TEXTO MOSTRADO >>
A Ruiz-Gallardón le temen en el Rastro. Vieron a los municipales con el metro midiendo los puestos uno por uno, controlando las tarjetas, y cundió el pánico. Saben que el Ayuntamiento le da vueltas a una reordenación del mercadillo y muchos de sus comerciantes suponen que no será nada bueno. Tanto es así que andan recogiendo firmas, repartiendo panfletos y colgando cartelones acusando al alcalde de intentar acabar con el Rastro. Entiendo que se mosqueen si nadie les cuenta lo que maquinan pero la bronca resulta un poco prematura. Y más cuando algunos de los que precipitan la protesta son en gran medida responsables de la decadencia que sufre desde hace años este histórico mercado. Un declive que, según los datos que maneja la Junta Municipal de Centro, se sustancia en una pérdida de visitantes galopante. Si hace diez años recorrían cada domingo el Rastro 125.000 personas, hoy no pasan de 80.000, es decir, casi un cuarenta por ciento menos. Con estas cifras en la mano a nadie le puede extrañar que el gobierno municipal tome cartas en el asunto.

SOLICITUD ESCRITA 1 >> Convierte en una lista numerada las líneas de los registros que van desde la que contiene "QA review pass — verify and re-annotate all instances of sunset" hasta la que contiene "185, 155, 192]]", ambas incluidas, y omite las líneas en blanco.
Los registros no tienen relación con el artículo sobre el Rastro.

Registros de una fuente de datos >>

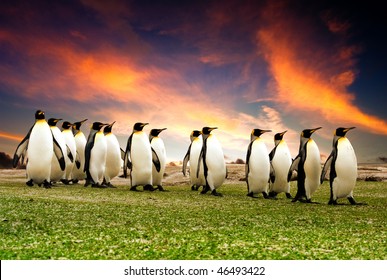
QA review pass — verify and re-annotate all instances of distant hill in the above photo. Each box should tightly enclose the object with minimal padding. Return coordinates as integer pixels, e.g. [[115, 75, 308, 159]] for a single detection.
[[0, 152, 12, 169]]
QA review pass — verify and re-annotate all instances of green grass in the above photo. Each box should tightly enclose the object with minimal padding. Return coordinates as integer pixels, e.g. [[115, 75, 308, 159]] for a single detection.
[[0, 177, 387, 260]]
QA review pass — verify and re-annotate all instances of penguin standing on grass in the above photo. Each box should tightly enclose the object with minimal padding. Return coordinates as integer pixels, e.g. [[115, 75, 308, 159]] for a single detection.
[[269, 130, 292, 198], [123, 122, 161, 191], [288, 127, 321, 203], [320, 127, 363, 205], [183, 130, 206, 191], [102, 122, 122, 188], [48, 118, 68, 183], [149, 128, 167, 191], [71, 119, 87, 184], [84, 122, 107, 188], [196, 127, 227, 196], [245, 128, 271, 198], [61, 121, 77, 185], [13, 110, 66, 188]]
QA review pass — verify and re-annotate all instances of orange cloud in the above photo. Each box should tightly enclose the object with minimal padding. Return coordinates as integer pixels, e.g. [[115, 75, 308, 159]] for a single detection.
[[257, 3, 387, 134]]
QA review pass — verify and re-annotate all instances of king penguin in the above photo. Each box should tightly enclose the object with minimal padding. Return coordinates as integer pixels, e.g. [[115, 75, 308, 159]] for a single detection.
[[288, 127, 321, 203], [72, 119, 87, 184], [123, 122, 161, 191], [183, 130, 206, 191], [149, 128, 167, 191], [269, 130, 292, 198], [196, 127, 227, 196], [245, 128, 271, 198], [61, 121, 77, 185], [102, 122, 122, 188], [84, 122, 107, 188], [320, 127, 363, 205], [48, 118, 72, 183], [13, 110, 66, 188]]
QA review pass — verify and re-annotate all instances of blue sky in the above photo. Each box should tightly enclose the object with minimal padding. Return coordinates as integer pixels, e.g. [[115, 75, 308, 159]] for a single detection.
[[0, 0, 387, 162]]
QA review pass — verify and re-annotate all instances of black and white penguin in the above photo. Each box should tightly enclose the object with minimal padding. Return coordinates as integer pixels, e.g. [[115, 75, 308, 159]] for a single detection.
[[288, 127, 321, 203], [320, 127, 363, 205], [183, 130, 206, 191], [13, 110, 66, 188], [123, 122, 160, 191], [269, 130, 292, 198], [102, 122, 122, 188], [71, 119, 87, 184], [149, 128, 167, 191], [84, 122, 107, 188], [245, 128, 271, 198], [196, 127, 227, 196], [61, 121, 77, 185]]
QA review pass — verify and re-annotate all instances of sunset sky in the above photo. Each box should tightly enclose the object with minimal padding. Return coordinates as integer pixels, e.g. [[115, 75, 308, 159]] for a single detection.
[[0, 0, 387, 162]]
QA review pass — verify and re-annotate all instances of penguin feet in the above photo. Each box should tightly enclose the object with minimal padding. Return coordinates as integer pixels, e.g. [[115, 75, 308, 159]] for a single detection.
[[347, 196, 367, 205], [211, 190, 223, 197], [286, 193, 293, 199], [200, 186, 210, 194], [144, 185, 155, 192]]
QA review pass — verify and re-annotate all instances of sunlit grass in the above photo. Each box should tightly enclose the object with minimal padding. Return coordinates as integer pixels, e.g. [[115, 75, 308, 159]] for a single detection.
[[0, 177, 387, 259]]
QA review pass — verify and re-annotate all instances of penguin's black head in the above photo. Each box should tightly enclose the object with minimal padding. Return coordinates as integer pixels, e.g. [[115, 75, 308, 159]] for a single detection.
[[133, 123, 149, 131], [48, 118, 62, 126], [35, 110, 45, 120], [274, 130, 287, 141], [335, 127, 355, 137], [103, 121, 116, 133], [150, 128, 166, 137], [301, 127, 322, 138], [73, 119, 87, 130], [91, 122, 105, 131], [191, 130, 202, 137], [62, 122, 73, 129], [251, 128, 271, 137], [202, 126, 218, 135]]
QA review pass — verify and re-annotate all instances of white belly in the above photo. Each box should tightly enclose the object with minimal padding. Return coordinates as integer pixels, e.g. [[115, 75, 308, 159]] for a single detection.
[[206, 135, 226, 190], [89, 132, 107, 183], [104, 133, 121, 183], [270, 141, 292, 193], [247, 138, 270, 193], [130, 131, 153, 186], [151, 137, 167, 186], [26, 120, 54, 184], [304, 139, 321, 199], [333, 138, 357, 199], [189, 137, 206, 186]]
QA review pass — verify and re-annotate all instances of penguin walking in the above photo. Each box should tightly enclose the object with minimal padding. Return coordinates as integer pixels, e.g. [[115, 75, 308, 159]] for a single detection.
[[84, 122, 107, 188], [61, 121, 77, 185], [183, 130, 206, 191], [123, 122, 161, 191], [149, 128, 167, 191], [245, 128, 272, 198], [13, 110, 66, 188], [320, 127, 363, 205], [102, 122, 122, 188], [269, 130, 292, 198], [288, 127, 321, 203], [48, 118, 68, 183], [196, 127, 227, 196], [71, 119, 87, 184]]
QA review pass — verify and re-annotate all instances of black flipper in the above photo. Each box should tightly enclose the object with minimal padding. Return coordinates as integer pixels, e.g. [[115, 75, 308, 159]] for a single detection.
[[151, 147, 161, 172], [123, 133, 133, 178], [12, 126, 34, 168], [183, 143, 192, 176]]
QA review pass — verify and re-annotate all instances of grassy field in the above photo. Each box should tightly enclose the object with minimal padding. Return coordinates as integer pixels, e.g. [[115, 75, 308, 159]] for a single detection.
[[0, 171, 387, 260]]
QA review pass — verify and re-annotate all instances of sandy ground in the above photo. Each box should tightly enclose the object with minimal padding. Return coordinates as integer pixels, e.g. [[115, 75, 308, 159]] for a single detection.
[[0, 164, 387, 186]]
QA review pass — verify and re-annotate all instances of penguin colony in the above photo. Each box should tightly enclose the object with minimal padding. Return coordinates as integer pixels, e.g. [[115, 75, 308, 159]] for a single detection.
[[13, 110, 361, 205]]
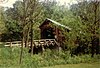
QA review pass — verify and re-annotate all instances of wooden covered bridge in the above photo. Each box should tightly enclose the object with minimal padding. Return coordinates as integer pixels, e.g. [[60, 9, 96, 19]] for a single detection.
[[5, 18, 71, 53]]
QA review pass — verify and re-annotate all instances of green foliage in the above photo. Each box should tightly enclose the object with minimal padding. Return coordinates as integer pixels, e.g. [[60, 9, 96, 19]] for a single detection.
[[0, 47, 100, 68]]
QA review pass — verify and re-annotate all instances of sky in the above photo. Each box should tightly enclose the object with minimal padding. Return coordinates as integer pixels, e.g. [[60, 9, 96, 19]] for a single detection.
[[0, 0, 75, 7]]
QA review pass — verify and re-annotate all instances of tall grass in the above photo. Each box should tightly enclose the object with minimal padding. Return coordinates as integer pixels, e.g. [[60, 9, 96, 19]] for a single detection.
[[0, 47, 100, 68]]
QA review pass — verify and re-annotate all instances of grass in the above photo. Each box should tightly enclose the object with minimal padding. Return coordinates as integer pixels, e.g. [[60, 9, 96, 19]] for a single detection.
[[0, 45, 100, 68], [44, 62, 100, 68]]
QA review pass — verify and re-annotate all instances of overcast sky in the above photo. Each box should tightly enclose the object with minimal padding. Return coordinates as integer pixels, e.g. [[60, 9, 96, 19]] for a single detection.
[[0, 0, 75, 7]]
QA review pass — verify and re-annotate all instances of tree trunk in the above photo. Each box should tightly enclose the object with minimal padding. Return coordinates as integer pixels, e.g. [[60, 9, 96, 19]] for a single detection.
[[30, 20, 34, 54], [19, 32, 24, 64]]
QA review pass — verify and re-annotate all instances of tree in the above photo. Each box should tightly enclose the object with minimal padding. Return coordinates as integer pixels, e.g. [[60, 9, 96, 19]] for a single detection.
[[71, 0, 100, 57]]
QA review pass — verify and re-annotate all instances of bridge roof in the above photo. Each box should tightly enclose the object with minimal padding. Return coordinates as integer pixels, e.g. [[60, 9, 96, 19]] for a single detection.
[[40, 18, 71, 30]]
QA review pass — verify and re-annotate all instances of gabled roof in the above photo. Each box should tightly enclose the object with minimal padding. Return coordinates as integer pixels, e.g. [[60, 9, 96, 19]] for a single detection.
[[40, 18, 71, 30]]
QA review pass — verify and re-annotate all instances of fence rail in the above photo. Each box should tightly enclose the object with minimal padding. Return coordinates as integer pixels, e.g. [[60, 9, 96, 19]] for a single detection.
[[1, 39, 59, 47]]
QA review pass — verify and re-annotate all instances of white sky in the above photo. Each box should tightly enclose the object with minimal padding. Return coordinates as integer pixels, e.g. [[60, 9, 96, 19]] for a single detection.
[[0, 0, 75, 7]]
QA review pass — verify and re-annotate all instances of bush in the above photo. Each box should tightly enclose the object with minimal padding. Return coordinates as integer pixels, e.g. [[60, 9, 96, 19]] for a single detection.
[[0, 47, 100, 68]]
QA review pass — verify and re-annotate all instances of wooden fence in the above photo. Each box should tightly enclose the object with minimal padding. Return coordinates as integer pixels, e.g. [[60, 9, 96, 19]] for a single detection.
[[4, 39, 59, 47]]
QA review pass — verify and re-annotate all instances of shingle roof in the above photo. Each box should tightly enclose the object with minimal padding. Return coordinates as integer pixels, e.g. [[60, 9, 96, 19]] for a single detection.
[[47, 18, 71, 30]]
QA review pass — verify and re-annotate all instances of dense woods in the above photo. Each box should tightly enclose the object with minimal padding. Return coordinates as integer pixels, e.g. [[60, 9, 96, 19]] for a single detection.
[[0, 0, 100, 67]]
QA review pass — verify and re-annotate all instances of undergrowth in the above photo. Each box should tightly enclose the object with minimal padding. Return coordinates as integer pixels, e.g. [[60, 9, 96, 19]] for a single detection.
[[0, 47, 100, 68]]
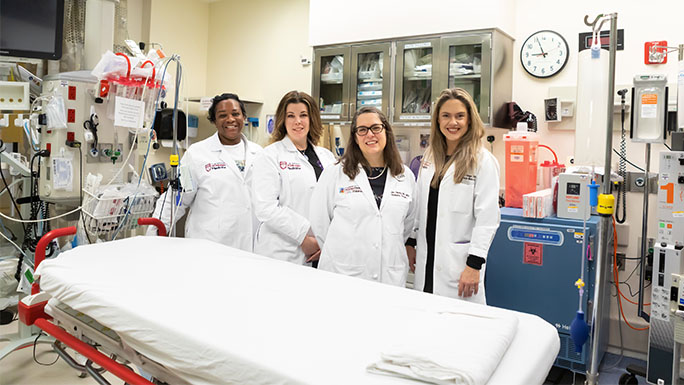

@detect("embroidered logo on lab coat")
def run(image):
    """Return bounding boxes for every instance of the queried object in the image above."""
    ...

[280,160,302,170]
[390,191,411,199]
[340,185,363,194]
[461,175,477,184]
[204,162,226,172]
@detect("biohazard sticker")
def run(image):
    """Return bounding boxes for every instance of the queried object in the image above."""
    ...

[523,242,544,266]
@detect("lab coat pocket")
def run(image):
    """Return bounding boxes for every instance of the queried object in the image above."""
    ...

[383,263,408,287]
[449,183,474,214]
[447,242,470,287]
[382,200,409,234]
[330,260,366,277]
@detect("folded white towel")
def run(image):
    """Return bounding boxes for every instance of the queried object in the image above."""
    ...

[367,307,518,385]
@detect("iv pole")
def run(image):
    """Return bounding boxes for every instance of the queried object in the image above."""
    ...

[584,13,617,385]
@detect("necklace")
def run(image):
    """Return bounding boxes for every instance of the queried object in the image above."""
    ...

[368,166,387,180]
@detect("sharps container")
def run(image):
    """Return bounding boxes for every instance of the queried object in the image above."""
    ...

[504,123,539,208]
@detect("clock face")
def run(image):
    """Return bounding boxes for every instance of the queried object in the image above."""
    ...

[520,31,569,78]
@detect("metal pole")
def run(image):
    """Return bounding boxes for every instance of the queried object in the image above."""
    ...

[586,13,617,385]
[169,58,180,237]
[637,143,651,322]
[670,340,682,385]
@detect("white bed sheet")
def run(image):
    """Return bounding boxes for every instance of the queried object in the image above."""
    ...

[38,237,560,385]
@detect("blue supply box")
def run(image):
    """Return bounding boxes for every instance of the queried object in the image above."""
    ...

[485,207,612,372]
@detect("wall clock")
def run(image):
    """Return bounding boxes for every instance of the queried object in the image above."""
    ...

[520,30,569,78]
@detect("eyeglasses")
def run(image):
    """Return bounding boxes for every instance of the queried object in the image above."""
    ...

[356,124,385,136]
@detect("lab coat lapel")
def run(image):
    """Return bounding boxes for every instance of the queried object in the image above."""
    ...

[354,165,387,211]
[376,168,406,211]
[440,163,456,185]
[282,135,316,179]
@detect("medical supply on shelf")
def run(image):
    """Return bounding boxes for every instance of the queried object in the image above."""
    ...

[504,123,539,208]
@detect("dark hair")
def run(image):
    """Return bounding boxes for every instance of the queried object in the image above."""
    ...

[271,91,323,146]
[207,93,247,123]
[340,107,404,179]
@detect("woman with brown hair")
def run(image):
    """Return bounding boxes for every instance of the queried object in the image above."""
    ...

[309,107,415,286]
[251,91,335,266]
[414,88,500,304]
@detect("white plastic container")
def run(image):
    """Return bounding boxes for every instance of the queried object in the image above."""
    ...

[575,49,612,166]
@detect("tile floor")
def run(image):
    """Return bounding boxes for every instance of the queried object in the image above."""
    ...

[0,312,646,385]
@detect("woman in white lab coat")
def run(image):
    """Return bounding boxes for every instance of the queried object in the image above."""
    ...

[310,107,415,286]
[147,93,262,251]
[252,91,335,266]
[414,88,500,304]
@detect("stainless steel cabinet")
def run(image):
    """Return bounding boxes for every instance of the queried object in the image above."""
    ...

[313,29,513,127]
[350,43,391,118]
[394,39,439,122]
[313,46,351,121]
[435,30,513,127]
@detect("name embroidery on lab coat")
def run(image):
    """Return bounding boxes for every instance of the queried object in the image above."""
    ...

[390,191,411,199]
[204,162,226,172]
[280,160,302,170]
[340,185,363,194]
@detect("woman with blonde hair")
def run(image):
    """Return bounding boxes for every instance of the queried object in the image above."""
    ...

[414,88,500,304]
[310,107,415,287]
[251,91,335,267]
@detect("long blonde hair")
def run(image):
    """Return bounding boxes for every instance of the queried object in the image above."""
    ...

[426,88,485,188]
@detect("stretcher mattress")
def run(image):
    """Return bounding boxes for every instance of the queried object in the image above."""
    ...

[37,237,560,385]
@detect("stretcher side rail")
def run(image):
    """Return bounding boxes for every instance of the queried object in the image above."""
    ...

[18,224,161,385]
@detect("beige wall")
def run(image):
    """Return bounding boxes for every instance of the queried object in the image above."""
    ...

[129,0,684,352]
[309,0,684,353]
[206,0,312,144]
[145,0,215,166]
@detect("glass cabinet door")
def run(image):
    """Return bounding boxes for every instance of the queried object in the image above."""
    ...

[313,47,350,121]
[394,39,439,122]
[438,34,491,124]
[349,43,390,119]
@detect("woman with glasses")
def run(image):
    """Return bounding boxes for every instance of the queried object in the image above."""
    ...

[414,88,500,304]
[252,91,335,267]
[310,107,415,286]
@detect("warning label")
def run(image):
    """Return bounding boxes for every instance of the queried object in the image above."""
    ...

[523,242,544,266]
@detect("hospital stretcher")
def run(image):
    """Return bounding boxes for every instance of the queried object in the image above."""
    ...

[20,219,560,385]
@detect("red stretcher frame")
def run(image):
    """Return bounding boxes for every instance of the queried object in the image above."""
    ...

[19,218,166,385]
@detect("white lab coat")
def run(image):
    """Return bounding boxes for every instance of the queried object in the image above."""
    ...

[147,133,262,251]
[310,164,416,287]
[252,136,335,265]
[414,147,501,304]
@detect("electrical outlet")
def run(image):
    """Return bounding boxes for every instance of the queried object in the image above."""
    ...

[627,171,658,194]
[615,223,629,247]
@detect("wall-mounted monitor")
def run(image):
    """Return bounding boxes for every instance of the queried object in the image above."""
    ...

[0,0,64,60]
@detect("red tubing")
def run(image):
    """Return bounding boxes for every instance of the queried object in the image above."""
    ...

[31,226,76,294]
[138,218,166,237]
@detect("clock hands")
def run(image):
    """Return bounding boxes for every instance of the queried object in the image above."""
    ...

[534,38,547,57]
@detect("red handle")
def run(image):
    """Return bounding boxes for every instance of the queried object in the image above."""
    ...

[116,52,131,79]
[138,218,166,237]
[36,318,152,385]
[140,60,157,84]
[31,226,76,294]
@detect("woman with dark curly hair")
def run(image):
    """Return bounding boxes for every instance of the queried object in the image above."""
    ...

[147,93,261,251]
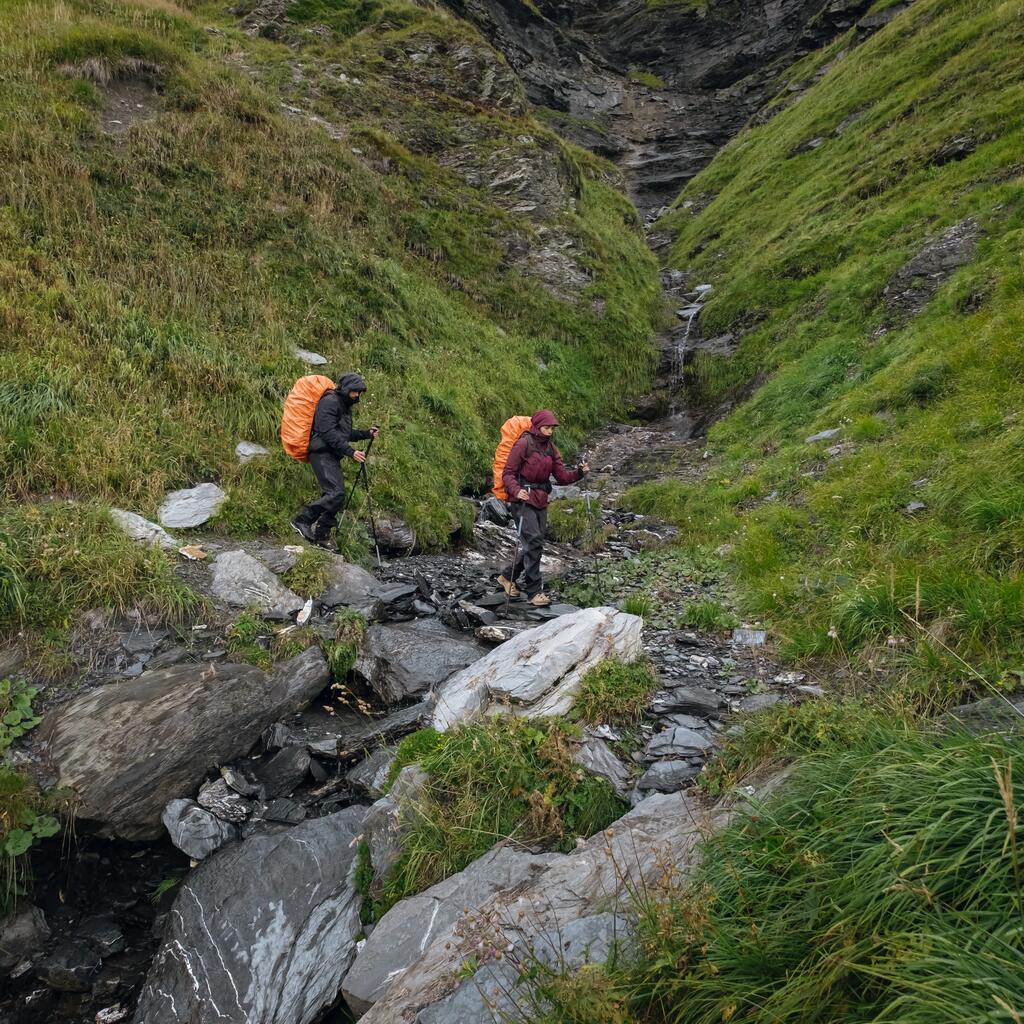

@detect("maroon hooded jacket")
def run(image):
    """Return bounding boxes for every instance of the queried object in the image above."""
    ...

[502,409,584,509]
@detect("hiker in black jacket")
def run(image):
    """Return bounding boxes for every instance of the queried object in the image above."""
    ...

[292,374,378,548]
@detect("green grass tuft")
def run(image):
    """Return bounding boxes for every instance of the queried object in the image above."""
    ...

[382,717,627,909]
[569,658,657,725]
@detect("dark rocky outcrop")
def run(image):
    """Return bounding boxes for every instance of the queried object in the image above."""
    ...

[447,0,902,212]
[134,807,362,1024]
[355,618,487,703]
[40,647,328,839]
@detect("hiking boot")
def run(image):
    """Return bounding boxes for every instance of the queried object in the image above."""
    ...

[292,519,319,544]
[312,526,338,551]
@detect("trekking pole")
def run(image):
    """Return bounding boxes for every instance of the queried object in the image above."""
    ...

[338,437,374,540]
[583,453,604,601]
[502,515,522,618]
[359,460,384,568]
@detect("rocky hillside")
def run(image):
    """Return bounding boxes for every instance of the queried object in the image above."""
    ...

[0,0,1024,1024]
[446,0,906,213]
[0,0,657,631]
[633,0,1024,686]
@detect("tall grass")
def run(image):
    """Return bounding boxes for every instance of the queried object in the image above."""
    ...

[627,0,1024,685]
[379,717,627,911]
[536,725,1024,1024]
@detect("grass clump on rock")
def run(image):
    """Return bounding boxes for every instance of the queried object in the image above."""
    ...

[520,724,1024,1024]
[383,716,628,907]
[570,658,657,725]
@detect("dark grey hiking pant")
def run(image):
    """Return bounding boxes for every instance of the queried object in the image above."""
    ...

SOLICITUD ESCRITA 2 >> Sigue escribiendo el artículo sobre el Rastro a partir de su última frase.

RESPUESTA 1 >>
1. QA review pass — verify and re-annotate all instances of sunset sky in the above photo. Each box should tightly enclose the object with minimal padding. Return coordinates as integer pixels, e.g. [[115, 75, 308, 159]] for a single detection.
2. [[0, 0, 387, 162]]
3. QA review pass — verify and re-annotate all instances of penguin feet in the above photo. Each box should tightly enclose the object with minimal padding. Return coordinates as integer pixels, e.g. [[115, 75, 308, 159]] for a single detection.
4. [[347, 196, 367, 205], [211, 190, 223, 197], [286, 193, 293, 199], [200, 186, 210, 194], [144, 185, 155, 192]]

RESPUESTA 2 >>
Por cierto que, para empezar, no estaría de más que apretaran las tuercas a los carteristas y descuideros que se siguen poniendo morados aprovechando los apretones. Acertarán más o menos pero imagínense la que se montaría si el gobierno municipal pretendiera realmente acabar con lo que constituye una de las señas de identidad de Madrid y no de sus grandes atractivos turísticos. No hay que disparatar sino hablar. Quienes administran ese espacio y quienes viven de él habrán de hacer juntos examen de conciencia e identificar las causas que han motivado su decreptitud y proponer medidas que le devuelvan su esplendor.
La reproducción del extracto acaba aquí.